STATED PROBLEM:
Express the rows below as a two-column CSV with the header "text,points" and one CSV line per row: the row's wording goes in the first field and its points go in the second. Quote each field, replace line breaks with spaces, and leave the pictures out.

(Data extracted from a collection)
┌──
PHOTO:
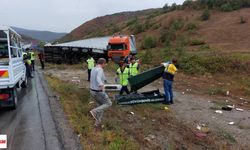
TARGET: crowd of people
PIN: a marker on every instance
(29, 60)
(127, 68)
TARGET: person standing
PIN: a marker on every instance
(91, 65)
(27, 63)
(41, 58)
(134, 67)
(123, 73)
(97, 81)
(168, 76)
(32, 58)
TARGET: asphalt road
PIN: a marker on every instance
(31, 125)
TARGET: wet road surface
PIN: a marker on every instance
(31, 125)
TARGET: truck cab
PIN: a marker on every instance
(120, 47)
(12, 68)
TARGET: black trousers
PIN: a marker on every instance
(124, 89)
(28, 70)
(42, 64)
(33, 64)
(89, 73)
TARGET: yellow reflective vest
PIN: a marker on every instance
(123, 76)
(32, 55)
(28, 61)
(23, 53)
(133, 68)
(171, 69)
(91, 63)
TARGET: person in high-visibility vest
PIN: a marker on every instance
(123, 74)
(32, 58)
(168, 76)
(91, 65)
(134, 67)
(28, 63)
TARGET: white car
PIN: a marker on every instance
(12, 67)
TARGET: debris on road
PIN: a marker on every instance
(226, 108)
(166, 108)
(203, 128)
(231, 106)
(218, 111)
(150, 137)
(92, 102)
(200, 134)
(239, 109)
(132, 113)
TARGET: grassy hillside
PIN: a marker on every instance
(45, 36)
(105, 25)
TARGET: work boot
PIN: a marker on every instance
(94, 115)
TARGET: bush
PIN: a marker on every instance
(168, 35)
(147, 57)
(192, 65)
(191, 26)
(132, 22)
(149, 42)
(176, 24)
(205, 15)
(243, 20)
(226, 7)
(195, 42)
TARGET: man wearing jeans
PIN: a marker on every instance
(97, 80)
(168, 77)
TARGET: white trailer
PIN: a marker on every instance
(12, 67)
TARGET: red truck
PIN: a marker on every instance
(119, 47)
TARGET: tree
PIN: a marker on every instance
(205, 15)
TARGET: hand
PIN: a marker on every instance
(101, 87)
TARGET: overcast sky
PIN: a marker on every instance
(65, 15)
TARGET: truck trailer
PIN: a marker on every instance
(12, 67)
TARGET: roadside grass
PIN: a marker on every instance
(64, 66)
(228, 136)
(76, 106)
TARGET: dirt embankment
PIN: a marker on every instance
(153, 127)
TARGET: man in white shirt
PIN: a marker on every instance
(97, 80)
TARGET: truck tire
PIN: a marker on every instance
(14, 98)
(25, 83)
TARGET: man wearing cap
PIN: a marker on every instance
(168, 76)
(123, 74)
(97, 80)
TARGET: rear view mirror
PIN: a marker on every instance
(108, 46)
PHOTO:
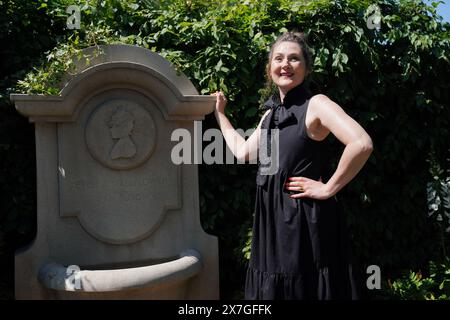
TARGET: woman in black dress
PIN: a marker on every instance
(299, 246)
└──
WRITTEN RESPONSE:
text,points
"PHOTO: TARGET: crowd of people PIN: a marker on every instance","(29, 60) (127, 68)"
"TARGET: person standing PIN: a marker on every instance","(91, 65) (27, 63) (41, 58) (134, 67) (123, 73) (97, 81) (168, 76) (32, 58)"
"TARGET: asphalt road PIN: a marker on every instance","(31, 125)"
"TARGET: wet road surface PIN: a marker on every instance","(31, 125)"
"TARGET: truck cab PIN: a marker on every instance","(120, 47) (12, 68)"
"TARGET: black trousers PIN: a marker on every instance","(124, 89) (28, 70) (42, 64) (33, 64) (89, 73)"
"TARGET: yellow reflective vest PIN: a marker on every instance","(123, 76) (32, 55) (28, 61) (23, 53) (133, 68) (171, 69) (91, 63)"
"TARGET: person in high-visibility vest PIN: a marker on every instance","(123, 74) (32, 58) (168, 76) (91, 65) (134, 67) (28, 63)"
"TARGET: white car PIN: a marker on every instance","(12, 67)"
"TARGET: debris on road PIN: a marker on every instance","(226, 108) (166, 108) (203, 128) (231, 106) (218, 111) (150, 137) (92, 102) (200, 134) (239, 109) (132, 113)"
"TARGET: grassy hillside PIN: a marker on every instance","(45, 36) (105, 25)"
"TARGET: work boot PIN: a marker on every instance","(94, 115)"
"TARGET: bush PIN: a marker on every instance","(168, 35) (147, 57) (192, 65) (191, 26) (132, 22) (149, 42) (176, 24) (205, 15) (243, 20) (226, 7) (195, 42)"
"TARGET: man wearing jeans PIN: a marker on every instance","(97, 80) (168, 77)"
"TARGET: white trailer PIN: a marker on every instance","(12, 67)"
"TARGET: red truck PIN: a marker on every instance","(119, 47)"
"TARGET: tree PIN: a marker on every instance","(205, 15)"
"TARGET: hand PIN: a marker on every instance","(101, 87)"
"TARGET: overcast sky PIN: a marker on every instance","(65, 15)"
"TARGET: truck trailer PIN: a marker on every instance","(12, 67)"
"TARGET: roadside grass PIN: a marker on every instance","(64, 66) (228, 136) (76, 106)"
"TARGET: dirt embankment PIN: a marker on every instance","(153, 127)"
"TARGET: man in white shirt PIN: a marker on every instance","(97, 80)"
"TARGET: truck tire PIN: a marker on every instance","(14, 98) (25, 83)"
"TARGET: man wearing cap PIN: a marker on every instance","(168, 76) (123, 74) (97, 80)"
"TARGET: rear view mirror PIN: a marker on every instance","(108, 46)"
"PHOTO: TARGET: woman in black dress PIN: a marker on every instance","(299, 246)"